# Written task
Below are the records. Reproduce exactly the lines from the one containing "target: duck's wing" through the final line, and omit any pictures.

======== Information shown ========

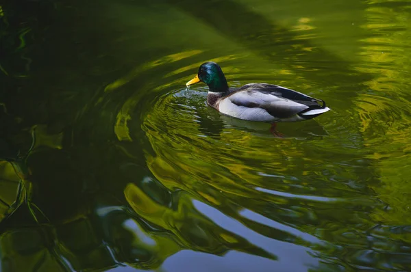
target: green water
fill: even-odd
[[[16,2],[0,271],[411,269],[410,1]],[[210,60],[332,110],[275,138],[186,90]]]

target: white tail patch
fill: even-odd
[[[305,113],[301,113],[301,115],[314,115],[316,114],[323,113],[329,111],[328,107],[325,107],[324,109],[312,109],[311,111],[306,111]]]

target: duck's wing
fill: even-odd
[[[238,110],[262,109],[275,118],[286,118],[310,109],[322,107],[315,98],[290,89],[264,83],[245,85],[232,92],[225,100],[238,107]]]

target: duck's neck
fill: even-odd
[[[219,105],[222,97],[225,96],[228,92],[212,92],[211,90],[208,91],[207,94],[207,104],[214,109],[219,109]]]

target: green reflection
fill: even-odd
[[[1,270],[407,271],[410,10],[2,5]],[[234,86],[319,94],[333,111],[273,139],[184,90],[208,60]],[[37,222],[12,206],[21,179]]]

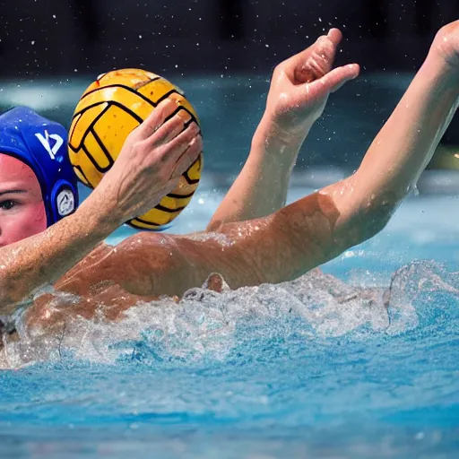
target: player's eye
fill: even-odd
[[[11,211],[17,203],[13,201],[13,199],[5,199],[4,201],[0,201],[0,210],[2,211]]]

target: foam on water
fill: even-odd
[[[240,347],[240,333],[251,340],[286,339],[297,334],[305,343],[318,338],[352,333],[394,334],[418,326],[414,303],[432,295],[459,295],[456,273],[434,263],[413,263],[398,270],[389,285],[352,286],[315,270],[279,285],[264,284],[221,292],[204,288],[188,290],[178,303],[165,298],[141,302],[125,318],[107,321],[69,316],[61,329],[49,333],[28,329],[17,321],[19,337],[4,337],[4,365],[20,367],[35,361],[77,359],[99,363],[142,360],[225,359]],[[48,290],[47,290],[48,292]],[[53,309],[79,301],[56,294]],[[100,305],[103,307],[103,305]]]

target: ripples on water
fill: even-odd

========

# Answer to this problem
target: duck's wing
fill: even-odd
[[[238,110],[262,109],[275,118],[286,118],[310,109],[322,107],[315,98],[290,89],[264,83],[245,85],[232,92],[225,100],[238,107]]]

target: duck's neck
fill: even-odd
[[[219,105],[222,97],[225,96],[228,92],[212,92],[211,90],[208,91],[207,94],[207,104],[214,109],[219,109]]]

target: green reflection
fill: even-odd
[[[1,270],[407,271],[410,10],[2,5]],[[234,86],[319,94],[333,111],[273,139],[184,90],[208,60]],[[37,222],[12,206],[21,179]]]

target: player's eye
fill: even-odd
[[[11,211],[17,203],[13,201],[13,199],[5,199],[4,201],[0,201],[0,210],[2,211]]]

target: foam on water
fill: even-odd
[[[240,347],[240,333],[251,340],[286,339],[297,334],[305,343],[318,338],[352,333],[394,334],[418,326],[414,303],[432,295],[459,295],[456,273],[434,263],[413,263],[398,270],[389,285],[352,286],[315,270],[279,285],[264,284],[221,292],[204,288],[188,290],[178,303],[165,298],[141,302],[125,318],[107,321],[69,316],[61,329],[49,333],[28,329],[17,321],[19,337],[4,337],[4,365],[20,367],[35,361],[77,359],[99,363],[142,360],[225,359]],[[48,290],[47,290],[48,292]],[[53,309],[79,301],[56,294]],[[100,305],[103,307],[103,305]]]

target: ripples on water
fill: even-odd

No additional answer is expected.